(Given passage):
The first grubscrew I JB Welded-in into a (non-stripped) terminal has now cured for 48 hours (double the recommended cure time).
I went ahead and torqued down a busbar, first to 35 inch-lbs, then all the way to 45-inch pounds and everything seems to have held just fine.
I also realized that a 1/4” lug on an M6 grubscrew really needs an M6 washer on top of it before torquing an M6 nut, so I’m going to be picking up some of those.
That will also allow me to start curing multiple terminals at a time since an M6 washer on a 5/16” nut will make a good clamping jig to hold the grubscrew perpendicular...
I’ve been using my one short 10mm socket inverted with a brass M6 nut in it as a clamping jig. That works great but I have only 1. The inverted socket provides huge clearance around the thread hole is case any JB Weld oozes out after clamping, but so far, I have seen only a small amount of oozing in the 5-10 minutes immediately after initial threading/clamping and once that has been cleaned up, there has been no further oozing at all.

Stored data
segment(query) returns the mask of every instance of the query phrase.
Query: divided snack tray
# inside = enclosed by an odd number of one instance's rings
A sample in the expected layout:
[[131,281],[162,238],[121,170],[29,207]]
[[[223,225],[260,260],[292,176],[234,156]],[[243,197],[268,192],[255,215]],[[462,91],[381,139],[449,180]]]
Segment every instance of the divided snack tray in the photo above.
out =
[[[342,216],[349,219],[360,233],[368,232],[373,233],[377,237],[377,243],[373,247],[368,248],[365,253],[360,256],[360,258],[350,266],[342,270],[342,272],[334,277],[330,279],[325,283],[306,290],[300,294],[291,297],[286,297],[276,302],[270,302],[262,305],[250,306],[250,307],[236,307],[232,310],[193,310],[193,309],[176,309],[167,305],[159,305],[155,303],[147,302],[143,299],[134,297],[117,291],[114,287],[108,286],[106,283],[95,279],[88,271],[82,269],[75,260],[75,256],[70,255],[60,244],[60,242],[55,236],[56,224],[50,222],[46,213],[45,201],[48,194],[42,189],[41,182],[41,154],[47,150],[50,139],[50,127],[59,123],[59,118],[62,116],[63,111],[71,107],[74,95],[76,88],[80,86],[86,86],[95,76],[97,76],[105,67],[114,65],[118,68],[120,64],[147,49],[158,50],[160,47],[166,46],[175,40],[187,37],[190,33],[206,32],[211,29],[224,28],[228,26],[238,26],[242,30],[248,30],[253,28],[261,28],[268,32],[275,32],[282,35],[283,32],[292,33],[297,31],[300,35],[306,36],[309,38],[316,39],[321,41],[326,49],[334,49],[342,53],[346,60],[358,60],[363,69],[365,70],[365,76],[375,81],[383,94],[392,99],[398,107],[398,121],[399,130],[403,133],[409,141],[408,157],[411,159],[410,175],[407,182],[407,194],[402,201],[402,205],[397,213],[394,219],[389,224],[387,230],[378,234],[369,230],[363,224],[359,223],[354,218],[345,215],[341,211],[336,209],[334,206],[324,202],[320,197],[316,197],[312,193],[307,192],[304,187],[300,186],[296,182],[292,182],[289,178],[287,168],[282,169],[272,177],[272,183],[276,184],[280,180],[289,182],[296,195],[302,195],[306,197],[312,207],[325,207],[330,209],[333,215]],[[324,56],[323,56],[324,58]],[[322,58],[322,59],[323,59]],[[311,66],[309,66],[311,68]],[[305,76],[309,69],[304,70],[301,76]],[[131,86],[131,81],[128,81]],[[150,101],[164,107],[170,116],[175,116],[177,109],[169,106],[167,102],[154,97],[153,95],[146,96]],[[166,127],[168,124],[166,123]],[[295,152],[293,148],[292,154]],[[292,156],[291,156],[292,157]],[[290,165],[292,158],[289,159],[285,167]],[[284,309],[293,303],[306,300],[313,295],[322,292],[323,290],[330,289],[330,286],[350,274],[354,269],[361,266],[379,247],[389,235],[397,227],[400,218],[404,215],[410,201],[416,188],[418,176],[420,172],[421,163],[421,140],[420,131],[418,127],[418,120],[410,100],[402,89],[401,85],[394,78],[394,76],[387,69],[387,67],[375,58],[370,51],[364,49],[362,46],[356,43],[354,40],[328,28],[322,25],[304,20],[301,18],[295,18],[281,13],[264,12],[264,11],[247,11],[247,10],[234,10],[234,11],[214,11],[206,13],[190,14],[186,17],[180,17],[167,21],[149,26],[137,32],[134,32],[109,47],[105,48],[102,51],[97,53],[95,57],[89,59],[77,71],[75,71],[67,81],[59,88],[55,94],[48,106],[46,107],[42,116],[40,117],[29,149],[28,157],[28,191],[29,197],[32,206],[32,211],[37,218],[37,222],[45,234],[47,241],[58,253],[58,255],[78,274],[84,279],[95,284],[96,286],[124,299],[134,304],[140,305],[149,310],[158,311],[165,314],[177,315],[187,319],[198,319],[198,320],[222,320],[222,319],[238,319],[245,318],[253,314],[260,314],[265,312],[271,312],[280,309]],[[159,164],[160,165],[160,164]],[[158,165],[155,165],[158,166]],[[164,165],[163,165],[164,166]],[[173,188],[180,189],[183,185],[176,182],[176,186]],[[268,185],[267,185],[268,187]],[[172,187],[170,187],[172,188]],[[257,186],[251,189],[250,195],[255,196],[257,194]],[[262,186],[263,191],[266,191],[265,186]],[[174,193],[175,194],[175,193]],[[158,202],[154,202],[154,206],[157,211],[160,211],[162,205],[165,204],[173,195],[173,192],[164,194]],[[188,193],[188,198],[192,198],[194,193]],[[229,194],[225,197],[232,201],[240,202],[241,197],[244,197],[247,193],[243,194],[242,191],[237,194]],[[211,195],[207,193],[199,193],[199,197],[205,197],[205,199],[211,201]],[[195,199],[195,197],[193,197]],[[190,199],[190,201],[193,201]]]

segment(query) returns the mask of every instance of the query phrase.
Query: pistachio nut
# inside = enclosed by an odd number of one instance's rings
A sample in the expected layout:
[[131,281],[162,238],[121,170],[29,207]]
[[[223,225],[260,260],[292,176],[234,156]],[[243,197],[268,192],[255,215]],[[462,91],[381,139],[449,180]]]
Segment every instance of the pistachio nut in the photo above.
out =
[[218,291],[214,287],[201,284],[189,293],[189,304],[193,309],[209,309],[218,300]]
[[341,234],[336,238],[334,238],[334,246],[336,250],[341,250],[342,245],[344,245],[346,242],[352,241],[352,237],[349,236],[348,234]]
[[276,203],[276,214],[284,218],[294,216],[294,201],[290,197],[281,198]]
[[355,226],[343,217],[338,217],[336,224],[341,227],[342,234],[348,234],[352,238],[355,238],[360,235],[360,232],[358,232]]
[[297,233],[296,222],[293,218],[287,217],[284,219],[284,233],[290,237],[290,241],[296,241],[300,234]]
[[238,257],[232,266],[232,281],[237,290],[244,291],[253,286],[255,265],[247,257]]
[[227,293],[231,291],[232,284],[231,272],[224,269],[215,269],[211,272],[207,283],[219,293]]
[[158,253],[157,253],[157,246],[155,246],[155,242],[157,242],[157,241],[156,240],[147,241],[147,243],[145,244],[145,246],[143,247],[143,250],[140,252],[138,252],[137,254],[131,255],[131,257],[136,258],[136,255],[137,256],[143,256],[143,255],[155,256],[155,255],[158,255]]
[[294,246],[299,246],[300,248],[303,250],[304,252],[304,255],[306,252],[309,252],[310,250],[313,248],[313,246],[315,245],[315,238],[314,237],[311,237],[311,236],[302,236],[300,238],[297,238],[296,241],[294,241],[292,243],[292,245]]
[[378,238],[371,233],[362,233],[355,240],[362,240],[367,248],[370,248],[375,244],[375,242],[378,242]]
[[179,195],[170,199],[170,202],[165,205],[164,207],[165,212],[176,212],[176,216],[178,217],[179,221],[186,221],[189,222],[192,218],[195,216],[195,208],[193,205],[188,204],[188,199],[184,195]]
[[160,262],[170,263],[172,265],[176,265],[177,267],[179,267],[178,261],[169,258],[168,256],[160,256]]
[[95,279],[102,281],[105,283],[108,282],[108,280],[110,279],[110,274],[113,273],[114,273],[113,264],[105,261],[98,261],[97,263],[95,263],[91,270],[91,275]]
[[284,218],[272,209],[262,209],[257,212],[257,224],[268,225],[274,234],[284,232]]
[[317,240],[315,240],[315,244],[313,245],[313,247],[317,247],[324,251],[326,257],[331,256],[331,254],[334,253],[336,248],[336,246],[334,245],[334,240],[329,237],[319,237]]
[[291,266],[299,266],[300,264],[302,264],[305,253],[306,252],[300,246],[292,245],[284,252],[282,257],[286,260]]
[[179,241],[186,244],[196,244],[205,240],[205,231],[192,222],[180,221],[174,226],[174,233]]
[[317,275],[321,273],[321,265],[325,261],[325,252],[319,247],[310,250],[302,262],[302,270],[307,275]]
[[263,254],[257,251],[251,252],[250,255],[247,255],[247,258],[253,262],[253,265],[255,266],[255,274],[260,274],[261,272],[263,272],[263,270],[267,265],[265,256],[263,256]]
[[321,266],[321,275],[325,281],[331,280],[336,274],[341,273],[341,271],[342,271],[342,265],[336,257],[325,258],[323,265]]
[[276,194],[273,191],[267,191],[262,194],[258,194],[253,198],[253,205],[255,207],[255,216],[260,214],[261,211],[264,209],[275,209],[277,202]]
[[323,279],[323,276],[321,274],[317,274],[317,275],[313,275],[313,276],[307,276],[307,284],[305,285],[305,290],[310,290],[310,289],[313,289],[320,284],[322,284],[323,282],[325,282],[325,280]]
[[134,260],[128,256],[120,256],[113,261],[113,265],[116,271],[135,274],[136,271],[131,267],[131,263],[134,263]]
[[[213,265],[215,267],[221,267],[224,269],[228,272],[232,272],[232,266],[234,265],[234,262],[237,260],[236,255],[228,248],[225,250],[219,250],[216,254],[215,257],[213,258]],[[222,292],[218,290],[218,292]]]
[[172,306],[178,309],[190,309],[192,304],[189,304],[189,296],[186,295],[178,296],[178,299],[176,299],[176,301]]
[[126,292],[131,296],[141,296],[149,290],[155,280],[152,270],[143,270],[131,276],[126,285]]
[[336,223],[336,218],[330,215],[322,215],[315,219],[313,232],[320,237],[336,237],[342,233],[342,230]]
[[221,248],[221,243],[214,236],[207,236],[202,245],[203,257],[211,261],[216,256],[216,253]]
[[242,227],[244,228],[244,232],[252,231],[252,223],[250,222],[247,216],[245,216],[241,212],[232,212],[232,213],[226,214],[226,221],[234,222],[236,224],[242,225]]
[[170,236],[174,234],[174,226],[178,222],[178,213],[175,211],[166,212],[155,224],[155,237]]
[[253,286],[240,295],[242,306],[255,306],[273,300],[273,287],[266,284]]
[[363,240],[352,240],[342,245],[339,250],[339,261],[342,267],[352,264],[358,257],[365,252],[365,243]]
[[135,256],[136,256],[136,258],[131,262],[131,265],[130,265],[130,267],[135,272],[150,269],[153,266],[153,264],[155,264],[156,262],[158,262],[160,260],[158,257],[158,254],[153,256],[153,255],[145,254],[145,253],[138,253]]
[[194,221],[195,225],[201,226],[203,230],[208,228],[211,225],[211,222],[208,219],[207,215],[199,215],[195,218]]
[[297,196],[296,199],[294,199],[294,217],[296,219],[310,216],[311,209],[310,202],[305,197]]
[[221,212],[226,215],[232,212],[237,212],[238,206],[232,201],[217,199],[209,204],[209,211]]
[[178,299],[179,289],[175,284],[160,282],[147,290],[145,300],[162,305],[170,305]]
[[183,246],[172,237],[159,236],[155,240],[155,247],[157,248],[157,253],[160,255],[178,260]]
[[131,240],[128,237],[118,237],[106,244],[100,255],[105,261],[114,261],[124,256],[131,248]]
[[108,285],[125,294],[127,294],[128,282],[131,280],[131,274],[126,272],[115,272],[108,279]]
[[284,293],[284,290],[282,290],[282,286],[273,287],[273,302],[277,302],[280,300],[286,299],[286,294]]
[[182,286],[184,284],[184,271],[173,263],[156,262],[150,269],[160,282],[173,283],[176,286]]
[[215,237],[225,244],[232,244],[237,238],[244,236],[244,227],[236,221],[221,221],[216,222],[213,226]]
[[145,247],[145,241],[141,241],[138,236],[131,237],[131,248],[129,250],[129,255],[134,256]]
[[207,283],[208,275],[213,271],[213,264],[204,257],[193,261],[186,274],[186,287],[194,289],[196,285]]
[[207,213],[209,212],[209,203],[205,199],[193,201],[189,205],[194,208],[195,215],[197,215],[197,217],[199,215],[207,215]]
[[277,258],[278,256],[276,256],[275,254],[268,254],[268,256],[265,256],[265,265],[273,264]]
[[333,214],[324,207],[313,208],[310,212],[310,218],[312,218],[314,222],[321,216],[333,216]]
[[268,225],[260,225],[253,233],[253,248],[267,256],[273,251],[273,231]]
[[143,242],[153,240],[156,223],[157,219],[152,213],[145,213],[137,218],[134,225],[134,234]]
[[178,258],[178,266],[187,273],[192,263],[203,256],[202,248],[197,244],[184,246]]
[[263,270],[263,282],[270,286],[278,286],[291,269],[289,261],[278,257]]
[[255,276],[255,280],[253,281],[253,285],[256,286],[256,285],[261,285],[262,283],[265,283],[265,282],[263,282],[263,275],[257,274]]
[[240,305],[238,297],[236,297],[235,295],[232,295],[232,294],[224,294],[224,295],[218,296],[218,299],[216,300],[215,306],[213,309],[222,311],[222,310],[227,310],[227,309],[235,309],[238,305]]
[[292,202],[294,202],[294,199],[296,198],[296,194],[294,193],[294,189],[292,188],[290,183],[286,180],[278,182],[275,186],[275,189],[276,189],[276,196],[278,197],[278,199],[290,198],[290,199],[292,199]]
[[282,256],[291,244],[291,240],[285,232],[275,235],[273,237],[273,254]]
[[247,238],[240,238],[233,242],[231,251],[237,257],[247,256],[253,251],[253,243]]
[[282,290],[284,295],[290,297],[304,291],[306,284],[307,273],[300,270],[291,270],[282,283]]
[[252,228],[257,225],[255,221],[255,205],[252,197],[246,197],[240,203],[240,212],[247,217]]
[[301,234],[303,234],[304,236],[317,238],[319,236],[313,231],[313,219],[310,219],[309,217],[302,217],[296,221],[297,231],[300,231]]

(Work task A):
Answer these questions from the grubscrew repair notes:
(i) How long had the first JB Welded grubscrew cured before it was tested?
(ii) To what torque values was the busbar tightened?
(iii) What has been serving as the clamping jig so far?
(Work task B):
List every hardware size designation given in the grubscrew repair notes, each with the part or parts it describes.
The stored data is separate material and has no connection to the text about the grubscrew repair.

(Response box A):
(i) 48 hours, double the recommended cure time.
(ii) First 35 inch-lbs, then 45 inch-lbs.
(iii) A single short 10mm socket, inverted, with a brass M6 nut in it.

(Response box B):
- 1/4": the lug
- M6: the grubscrew, the washer, the nut, and the brass nut
- 5/16": the nut
- 10mm: the socket